Excerpted text
BEGIN
With London 2012 drawing to a close, Mark Perryman rounds up the books which can help us to understand the long term significance of the Games.

Mark Perryman
7 August 2012

In the mid-1980s, a strain of leftist writing emerged which took popular culture seriously - too seriously according to some critics, who preferred a more reductionist model of the old base-superstructure variety. These writers covered a wide variety of subjects that frame our everyday lives, but among them all, the argument that stood out was one of contestation. They made the case that, via the media, film, music, fashion, and more, ideas and ideologies were shaped, reinforced and crucially challenged.

Sport was one of the subjects addressed in this way, with a small number of original thinkers accounting for its role beyond the pitch, track and ring. Garry Whannel’s ‘Blowing the Whistle’, published in 1983, was one of the first to foreground a politics of sport. It picked out two key themes: firstly, the ways in which sport contributes to the way people see the world, especially via race, gender and extreme versions of nationalism; secondly, the role of health and fitness in human development.

Applying some of these ideas to the Olympics a year later, ahead of the Los Angeles Games of 1984, Garry co-edited with Alan Tomlinson the collection ‘Five Ring Circus’. Ranging over issues of corporate power, the role of TV, sexism in Olympic sports, the cult of amateurism and more, this was a collection of its time, reflecting the emergence of a left that took culture seriously and rejected an instrumentalism that was dangerously close on occasion to framing a one-dimensional view of the world.

Almost thirty years on, Marc Perelman’s 'Barbaric Sport' has little time for the kind of nuanced critique of sport that Whannel, Tomlinson and others helped pioneer on the British left. Instead, he describes the growth of global sport as a ‘plague’. Racism, drug abuse, and worse has helped create a pornographic hybrid he dubs ‘sporn’, all in the cause of decadence fuelled by competition, fame and elitism. The rhetorical flourishes are hard to fault, but the self-satisfaction of outright opposition to almost all versions of sport does tend towards an overbearing sense of moral and intellectual superiority at the expense of political engagement.
END
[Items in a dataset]
BEGIN
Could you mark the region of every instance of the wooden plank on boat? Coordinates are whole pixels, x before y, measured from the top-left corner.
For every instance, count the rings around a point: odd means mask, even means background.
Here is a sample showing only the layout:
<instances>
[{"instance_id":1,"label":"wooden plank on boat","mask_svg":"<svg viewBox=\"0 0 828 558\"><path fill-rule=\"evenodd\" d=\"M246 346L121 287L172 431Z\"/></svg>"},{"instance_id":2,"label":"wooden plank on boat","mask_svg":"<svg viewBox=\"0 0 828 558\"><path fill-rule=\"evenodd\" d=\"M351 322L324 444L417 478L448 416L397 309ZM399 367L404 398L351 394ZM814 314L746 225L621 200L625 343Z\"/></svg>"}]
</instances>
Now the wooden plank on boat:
END
Your objective
Pick up the Olympics book roundup after its final sentence and keep writing it. The data is separate from the Olympics book roundup.

Output
Written anonymously by a former member of the Team GB Olympic Athlete Squad, 'The Secret Olympian' is a book about the side of the Games the rest of us won't see. The pressure to reach the podium, life inside the training camp, the drug-testing regime, and Olympic Village affairs. It is a tale of dedication, but also of loneliness and pressure; this is no ghosted biography that tells us nothing - this book claims to tell it like it is. The insights are certainly revealing enough to suggest that, despite the wall-to-wall media coverage, the culture of elite sport remains largely under wraps to the rest of us.

For an entirely different view of the potential of sport, read 'Run Wild' by Chumbawamba frontman Boff Whalley, a hugely impressive book by a first-time writer on the joyful freedom of running. Stripped down to its basics, running is the most simple of all sports, requiring next to no kit or facilities. Boff’s book is a beautifully written account of what running wild, back to nature, can mean. However much we might enjoy the televised spectacle of gold medal winning performances, this is the form of the sport most of us will ever aspire to and, by capturing the democratic spirit of sport for all, this book reveals its liberatory potential too.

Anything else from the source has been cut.